◆ Passage cité
Pour la photo préférée, Patrick nous livre une photo troublante, d’un présent à la fois passé.

Pour le mot, nous avons décidé de donner la parole à un ancien ou une ancienne. Parce qu’ils sont la représentation vivante de la mémoire. Quant à l’illustration, c’est une toute jeune fille, très proche d’Alice, qui au pied levé a réalisé cette merveille.

Enfin, pour la recette imaginaire, mélangez 3 cuillers de souvenir et un zeste d’imagination.

Que le printemps soit doux et serein.


4ine
Conceptrice rédactrice

Rencontre avec des êtres extraordinaires

Il est de ces gens dont la rencontre vous ébranle. Par leur volonté et leur intelligence de l’autre. Par leur façon de voir la vie et de la vivre. Par leur engagement dans notre société.

Vous vous sentez grandis de les avoir approchés, regardés ou entendus. Leurs engagements sont pourtant modestes. Ils passent souvent même inaperçus. Ces êtres sont presque anonymes, mais uniquement pour ceux qui sont loin d’eux.
Nous avons voulu leur rendre hommage. Vous les faire rencontrer.

◆ Données extraites
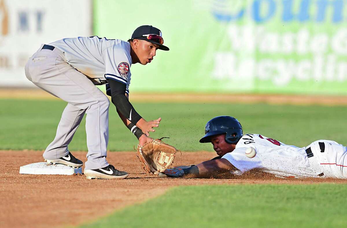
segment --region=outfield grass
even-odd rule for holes
[[[82,227],[343,227],[347,185],[188,186]]]
[[[183,151],[209,150],[209,143],[198,143],[206,123],[221,115],[234,116],[244,133],[261,133],[287,144],[305,146],[312,141],[330,139],[347,144],[347,107],[255,104],[145,104],[134,103],[146,120],[160,116],[160,126],[151,135],[171,137],[166,141]],[[43,150],[54,138],[66,103],[55,100],[0,99],[0,149]],[[115,108],[110,110],[111,150],[129,150],[135,137],[123,124]],[[85,122],[69,149],[87,150]]]

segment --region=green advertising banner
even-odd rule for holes
[[[132,91],[347,94],[347,1],[98,0],[94,35],[150,25],[168,52],[131,68]]]

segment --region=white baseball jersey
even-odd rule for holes
[[[246,149],[253,147],[256,152],[252,158],[245,155]],[[241,172],[255,168],[276,175],[294,177],[317,177],[322,169],[311,164],[305,147],[286,145],[257,134],[243,135],[235,149],[222,157]]]
[[[130,84],[130,44],[120,40],[98,36],[65,38],[49,44],[63,52],[67,62],[92,79],[95,85],[107,79]]]

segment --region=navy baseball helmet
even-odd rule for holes
[[[205,127],[205,135],[200,142],[211,142],[211,137],[225,134],[225,141],[228,143],[235,143],[242,137],[242,126],[238,121],[228,116],[217,116],[207,122]]]

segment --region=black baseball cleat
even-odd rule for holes
[[[83,172],[87,179],[124,179],[129,174],[115,168],[112,165],[95,169],[85,169]]]
[[[69,154],[67,154],[67,155],[62,157],[60,158],[52,160],[45,159],[45,161],[46,161],[47,164],[52,163],[53,165],[62,164],[73,168],[81,167],[83,165],[83,163],[82,162],[82,161],[75,157],[69,151]]]

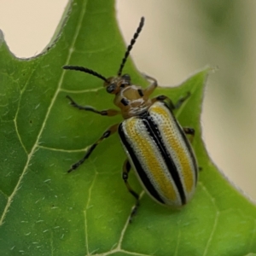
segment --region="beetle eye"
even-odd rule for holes
[[[107,91],[108,93],[112,93],[113,90],[116,89],[116,84],[111,84],[107,87]]]
[[[122,75],[122,78],[125,80],[128,80],[128,81],[131,80],[131,77],[128,73],[125,73],[125,74]]]

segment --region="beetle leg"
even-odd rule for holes
[[[192,143],[195,137],[195,129],[190,127],[183,127],[183,129],[186,134],[191,135],[189,137],[189,142]]]
[[[143,75],[147,80],[151,82],[151,84],[146,89],[143,90],[143,95],[148,96],[158,86],[158,84],[155,79],[149,77],[145,73],[143,73]]]
[[[103,135],[88,149],[86,152],[85,155],[79,160],[78,162],[71,166],[71,168],[67,171],[67,172],[71,172],[72,171],[76,170],[79,166],[81,166],[84,160],[89,158],[92,151],[95,149],[95,148],[105,138],[108,137],[110,135],[113,134],[114,132],[117,131],[117,129],[119,127],[119,124],[115,124],[109,127],[104,133]]]
[[[133,216],[137,213],[137,207],[139,207],[139,195],[131,188],[128,183],[129,172],[131,170],[131,164],[128,160],[126,160],[123,166],[123,180],[125,183],[125,186],[128,191],[136,198],[136,204],[134,208],[131,211],[129,222],[131,223]]]
[[[120,111],[116,110],[116,109],[107,109],[107,110],[96,110],[94,108],[90,107],[90,106],[80,106],[78,103],[76,103],[71,96],[67,96],[67,98],[68,98],[70,100],[70,105],[72,105],[74,108],[77,108],[80,110],[86,110],[86,111],[91,111],[94,112],[96,113],[99,113],[101,115],[108,115],[108,116],[113,116],[113,115],[117,115],[120,113]]]

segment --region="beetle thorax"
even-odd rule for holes
[[[121,88],[113,102],[120,108],[124,119],[137,116],[152,105],[151,100],[143,95],[142,87],[137,85]]]

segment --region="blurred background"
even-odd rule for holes
[[[27,58],[53,36],[67,0],[0,0],[0,29],[11,51]],[[117,0],[128,44],[141,16],[146,26],[132,50],[137,67],[161,85],[177,85],[210,65],[203,138],[215,164],[256,200],[256,1]]]

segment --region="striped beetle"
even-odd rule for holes
[[[80,106],[70,96],[70,104],[79,109],[91,111],[101,115],[121,114],[124,120],[108,128],[89,148],[84,158],[67,171],[77,169],[90,155],[95,148],[105,138],[118,131],[127,160],[123,166],[123,180],[129,192],[136,198],[135,214],[139,205],[139,195],[128,183],[132,167],[144,190],[158,203],[179,207],[192,197],[197,182],[198,166],[191,145],[185,134],[194,136],[191,128],[182,128],[172,110],[177,108],[189,96],[181,98],[177,104],[166,96],[149,98],[157,87],[157,81],[145,76],[151,82],[146,89],[131,84],[129,74],[121,74],[130,52],[144,24],[141,19],[130,45],[127,47],[116,77],[106,79],[98,73],[83,67],[64,66],[64,69],[84,72],[104,81],[107,92],[115,95],[113,103],[119,110],[98,111],[90,106]]]

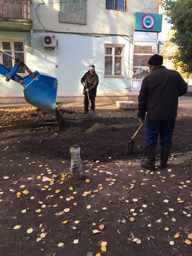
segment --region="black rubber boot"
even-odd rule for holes
[[[155,170],[155,147],[146,148],[147,160],[146,162],[141,163],[141,167],[150,171],[154,171]]]
[[[168,164],[167,161],[170,150],[170,147],[162,146],[160,164],[162,169],[166,169]]]

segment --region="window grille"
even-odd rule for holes
[[[124,47],[106,45],[105,47],[105,76],[123,76]]]
[[[5,52],[12,55],[20,60],[25,62],[24,41],[12,40],[0,40],[0,48],[3,47]],[[15,60],[11,57],[2,53],[1,54],[2,63],[5,67],[11,69],[15,63]],[[27,75],[22,67],[20,67],[17,73],[19,74]]]
[[[106,0],[106,9],[116,11],[126,9],[126,0]]]

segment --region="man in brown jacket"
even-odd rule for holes
[[[137,116],[146,121],[145,146],[147,160],[141,165],[155,170],[156,147],[159,134],[161,146],[161,167],[165,169],[177,114],[179,97],[187,91],[187,84],[177,71],[162,66],[163,56],[155,54],[148,62],[151,74],[143,80],[139,95]],[[147,112],[146,119],[145,119]]]
[[[86,88],[85,81],[87,89]],[[95,71],[95,66],[90,65],[89,70],[86,72],[81,79],[81,83],[84,86],[83,94],[84,97],[84,114],[87,114],[89,110],[89,100],[87,96],[88,92],[89,98],[91,103],[91,110],[95,113],[95,97],[97,94],[97,87],[99,84],[99,77]]]

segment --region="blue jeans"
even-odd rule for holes
[[[151,120],[146,118],[145,146],[146,148],[156,147],[159,133],[161,141],[159,144],[164,147],[172,147],[175,123],[175,118]]]
[[[90,97],[89,99],[91,101],[91,110],[93,111],[94,113],[95,109],[95,97]],[[87,93],[86,93],[85,94],[84,103],[84,110],[85,111],[89,111],[89,100],[88,99],[88,96]]]

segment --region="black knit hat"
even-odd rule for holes
[[[90,65],[89,66],[90,68],[95,68],[95,66],[94,65]]]
[[[149,65],[161,66],[163,62],[163,58],[161,55],[155,54],[153,55],[149,60],[148,64]]]

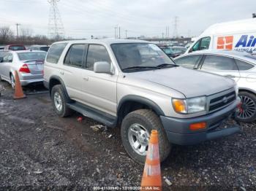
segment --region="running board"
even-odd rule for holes
[[[78,102],[67,104],[70,109],[82,114],[83,115],[91,118],[96,121],[103,123],[108,127],[115,127],[116,124],[116,117],[105,112],[96,110],[84,104]]]

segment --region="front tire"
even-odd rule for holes
[[[51,101],[54,111],[60,117],[67,117],[71,114],[72,110],[67,106],[67,98],[61,85],[53,86],[51,90]]]
[[[241,91],[238,96],[241,98],[241,106],[236,117],[241,122],[251,122],[256,120],[256,96],[251,93]]]
[[[145,163],[151,130],[158,131],[162,162],[169,155],[171,144],[159,117],[149,109],[139,109],[128,114],[123,120],[121,127],[123,145],[128,155],[138,163]]]

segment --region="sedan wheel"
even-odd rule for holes
[[[59,112],[61,112],[62,109],[62,100],[61,98],[61,95],[58,92],[56,92],[54,93],[54,104],[56,109]]]
[[[146,155],[149,137],[148,131],[140,124],[132,124],[128,129],[129,144],[134,151],[139,155]]]
[[[241,104],[237,115],[238,120],[246,122],[254,121],[256,116],[255,96],[249,93],[242,92],[239,93],[239,97]]]

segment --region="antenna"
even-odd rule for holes
[[[64,36],[64,28],[59,12],[57,2],[60,0],[48,0],[50,4],[48,20],[48,36],[58,39]]]

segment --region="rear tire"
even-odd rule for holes
[[[56,85],[53,86],[50,97],[54,111],[59,116],[64,117],[72,113],[72,110],[67,105],[67,98],[64,94],[62,85]]]
[[[256,96],[253,93],[241,91],[238,96],[242,102],[241,109],[236,119],[244,122],[251,122],[256,120]]]
[[[162,162],[169,155],[171,144],[168,141],[159,117],[154,112],[149,109],[136,110],[128,114],[121,124],[121,136],[124,149],[135,162],[142,165],[145,163],[148,147],[146,146],[146,151],[143,151],[145,145],[148,144],[151,130],[158,131]],[[135,133],[136,132],[138,133]],[[138,146],[138,142],[140,142],[140,147]]]

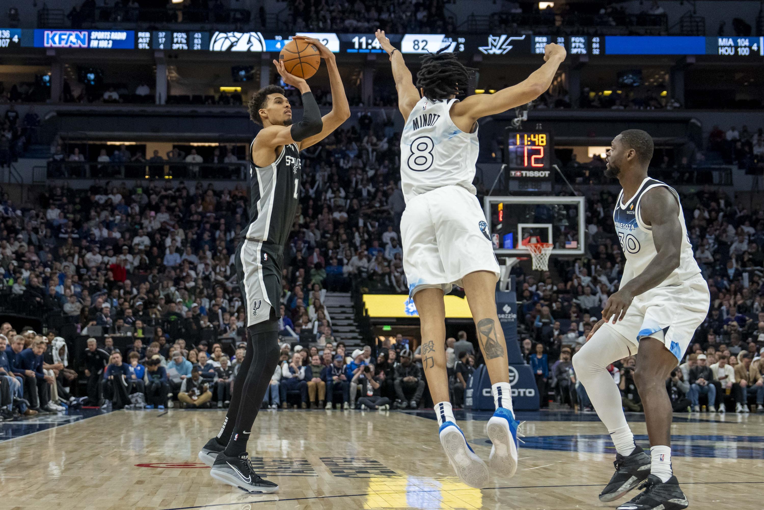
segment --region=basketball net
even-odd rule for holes
[[[529,242],[525,246],[530,252],[530,257],[533,261],[533,271],[548,271],[549,255],[555,245],[551,242]]]

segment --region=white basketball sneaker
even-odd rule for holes
[[[464,433],[453,421],[444,421],[439,430],[440,443],[448,456],[456,476],[464,483],[475,489],[488,485],[488,467],[467,443]]]
[[[488,466],[497,474],[506,478],[512,476],[517,470],[517,427],[520,424],[511,411],[499,408],[486,425],[488,439],[494,443]]]

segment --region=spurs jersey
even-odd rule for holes
[[[613,212],[613,221],[615,222],[616,232],[621,250],[626,256],[626,265],[623,268],[623,278],[621,287],[633,278],[642,273],[647,265],[652,261],[657,252],[652,242],[651,227],[642,221],[640,203],[642,197],[649,190],[664,186],[676,197],[679,205],[679,223],[681,225],[681,251],[679,256],[679,267],[674,270],[659,287],[676,285],[681,281],[686,281],[694,275],[701,272],[698,262],[693,256],[692,245],[687,235],[687,227],[685,225],[685,216],[681,210],[681,203],[679,195],[670,186],[650,177],[642,181],[639,189],[631,199],[623,203],[623,190],[618,195],[615,210]]]
[[[423,97],[406,119],[400,136],[400,179],[406,203],[444,186],[461,186],[475,194],[478,129],[465,133],[452,122],[449,111],[458,100]]]
[[[251,145],[249,148],[251,154]],[[299,203],[302,165],[296,144],[284,145],[276,161],[267,167],[258,167],[250,160],[249,175],[250,223],[241,233],[249,239],[283,246]]]

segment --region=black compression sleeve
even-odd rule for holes
[[[323,128],[324,122],[321,120],[319,103],[313,97],[313,93],[306,92],[303,94],[303,120],[292,125],[292,139],[302,141],[309,136],[318,135]]]

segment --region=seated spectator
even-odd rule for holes
[[[128,359],[130,360],[130,363],[128,365],[128,370],[130,371],[128,378],[133,390],[145,395],[146,385],[144,382],[144,377],[146,375],[146,367],[138,362],[139,359],[140,355],[135,351],[132,351],[128,355]]]
[[[130,393],[132,382],[130,369],[122,362],[122,355],[114,352],[109,358],[108,365],[103,374],[103,396],[111,402],[115,410],[124,409],[130,405]]]
[[[425,391],[422,369],[411,362],[413,356],[410,349],[402,350],[400,357],[400,364],[396,367],[395,371],[396,404],[400,409],[416,409]]]
[[[316,347],[311,347],[311,350]],[[326,398],[326,382],[321,378],[321,372],[324,365],[319,357],[318,351],[310,358],[310,365],[306,369],[306,379],[308,383],[308,397],[310,400],[311,409],[322,409],[324,400]],[[318,403],[316,404],[316,398]]]
[[[212,392],[209,391],[209,384],[202,378],[199,370],[194,368],[191,370],[191,377],[186,377],[181,383],[178,400],[186,409],[196,409],[209,407],[212,399]]]
[[[215,369],[217,380],[215,382],[218,396],[218,408],[228,408],[231,404],[231,383],[233,382],[233,369],[228,365],[228,357],[223,356],[220,359],[220,366]]]
[[[350,382],[345,375],[345,356],[337,354],[331,365],[324,368],[321,378],[326,383],[326,406],[332,409],[334,404],[338,404],[343,409],[350,408]],[[335,402],[334,394],[339,390],[342,394],[342,401]]]
[[[305,367],[303,366],[303,356],[299,352],[295,352],[290,363],[281,364],[281,382],[279,385],[279,396],[281,398],[281,408],[286,408],[286,392],[299,391],[300,406],[303,409],[308,408],[308,383],[305,381]]]
[[[374,365],[366,365],[364,366],[364,372],[356,374],[355,378],[361,382],[361,395],[362,396],[358,399],[358,404],[362,410],[386,411],[390,409],[390,398],[380,395],[382,381],[385,378],[384,372],[375,375]]]
[[[708,412],[716,412],[716,386],[714,385],[714,372],[711,367],[706,365],[706,355],[698,354],[697,365],[690,369],[690,401],[692,402],[692,410],[701,411],[699,397],[701,395],[708,395]]]
[[[146,362],[146,408],[164,409],[167,404],[167,394],[170,392],[170,384],[167,379],[167,371],[159,358],[154,355]]]

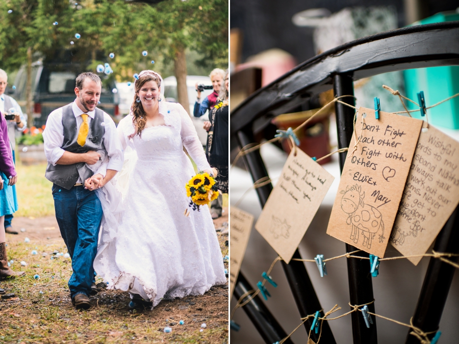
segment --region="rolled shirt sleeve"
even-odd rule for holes
[[[104,145],[107,151],[110,160],[107,164],[107,169],[120,171],[123,167],[123,153],[121,141],[116,131],[116,127],[111,117],[105,112],[104,113],[104,122],[105,123],[105,134],[104,135]],[[104,168],[105,164],[101,165]],[[105,174],[101,173],[105,176]]]

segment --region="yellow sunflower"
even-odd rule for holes
[[[210,190],[212,186],[215,184],[215,180],[211,177],[208,173],[203,173],[201,176],[204,179],[204,182],[202,186],[206,191]]]
[[[196,193],[194,196],[191,196],[191,200],[194,203],[198,206],[202,206],[205,204],[209,204],[208,194],[202,194],[200,193]]]

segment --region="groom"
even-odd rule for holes
[[[115,124],[96,107],[101,86],[93,73],[78,76],[76,99],[49,114],[43,133],[48,160],[45,176],[54,183],[56,217],[72,259],[68,287],[77,309],[90,306],[93,263],[102,218],[100,202],[92,191],[105,185],[123,164]],[[108,156],[106,163],[100,164],[101,155]]]

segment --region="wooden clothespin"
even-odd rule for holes
[[[374,255],[370,255],[370,266],[371,267],[371,276],[373,277],[377,277],[379,274],[379,258],[377,256]]]
[[[319,333],[319,326],[320,325],[320,319],[319,317],[320,316],[320,312],[317,311],[314,315],[314,320],[313,321],[312,326],[311,327],[311,331],[314,330],[316,333]]]
[[[381,111],[381,104],[379,103],[379,99],[374,97],[374,118],[379,119],[379,111]]]
[[[259,281],[258,283],[257,283],[257,286],[258,287],[258,288],[260,289],[260,292],[261,293],[262,296],[263,297],[263,299],[267,301],[268,297],[271,297],[271,294],[269,293],[268,289],[266,289],[266,287],[263,285],[261,281]]]
[[[319,272],[320,273],[320,277],[323,277],[324,276],[326,276],[327,267],[325,266],[325,262],[323,261],[323,255],[318,254],[314,258],[314,260],[316,261],[317,268],[319,269]]]
[[[365,305],[360,310],[362,311],[362,315],[363,315],[364,320],[365,321],[365,325],[369,329],[370,324],[373,325],[373,320],[371,318],[371,315],[368,314],[368,306]]]
[[[418,93],[418,101],[419,102],[421,115],[423,117],[427,113],[427,109],[425,108],[425,97],[424,96],[424,91],[421,91]]]
[[[268,281],[268,283],[270,283],[274,288],[277,287],[277,284],[273,281],[271,276],[268,275],[264,271],[263,273],[262,274],[262,277],[266,280],[266,281]]]

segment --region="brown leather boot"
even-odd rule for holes
[[[7,258],[6,244],[0,242],[0,279],[19,277],[25,274],[24,271],[16,272],[10,268]]]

◆ Consigne
Prolongez le passage cité sur la rencontre avec des êtres extraordinaires en reprenant après sa dernière phrase.

◆ Espace réponse
Caresser la terre

 

Une « jardiniste » à l’hôpital. C’est ce mot entre guillemets encore inconnu au dictionnaire mais tout de suite identifiable qui a attiré mon attention sur cet article (Le Monde Magazine du 30 avril 2010). Et derrière lui, j’ai découvert tout un personnage. Anne Ribes, belle femme de 65 ans à l’énergie communicative, m’a parlé avec force images et exemples de ce métier qu’elle s’est inventé et qui la passionne. À l’écouter on se demande juste pourquoi son exemple n’a pas encore fait tache d’huile. Vous allez voir…

 

Anne Ribes.

 

Anne Ribes, infirmière devenue paysagiste, a créé des jardins thérapeutiques dans les hôpitaux de la région parisienne.

Le déclic de cet engagement est venu presque par hasard. Mais son intuition se confirme quand elle apprend par exemple qu’un malade dont la fenêtre donne sur un arbre est moins longtemps hospitalisé qu’un autre.

Sur des petits bouts de terrain non utilisés des grands hôpitaux, elle a imaginé des jardins potagers pour ceux qui sont en souffrance. Et ce sont vers les plus sensibles d’entre eux qu’elle va se tourner, ceux qui vont réagir le plus à cet univers.

Pour des jeunes psychotiques, elle a créé en 1997 un atelier-jardin à la Pitié-Salpêtrière. Ce n’est que 50 m² collés au Pavillon de l’enfant et de l’adolescent, pourtant il s’y passe des choses qui peuvent nous paraître insignifiantes mais qui, pour ces enfants fermés au monde, sont parfois extraordinaires. Ils réagissent. Face à une branche qui dépasse du grillage ou un pois qui pousse, l’eau qui s’écoule de la gouttière. Ils acceptent peu à peu cet échange avec la Nature alors qu’ils le refusent aux Hommes. Avec le temps, un lien se crée.

Si Anne aide les enfants à aimer la vie, elle accompagne aussi les personnes âgées pour qu’elles s’en détachent paisiblement, notamment celles atteintes de la maladie d’alzheimer.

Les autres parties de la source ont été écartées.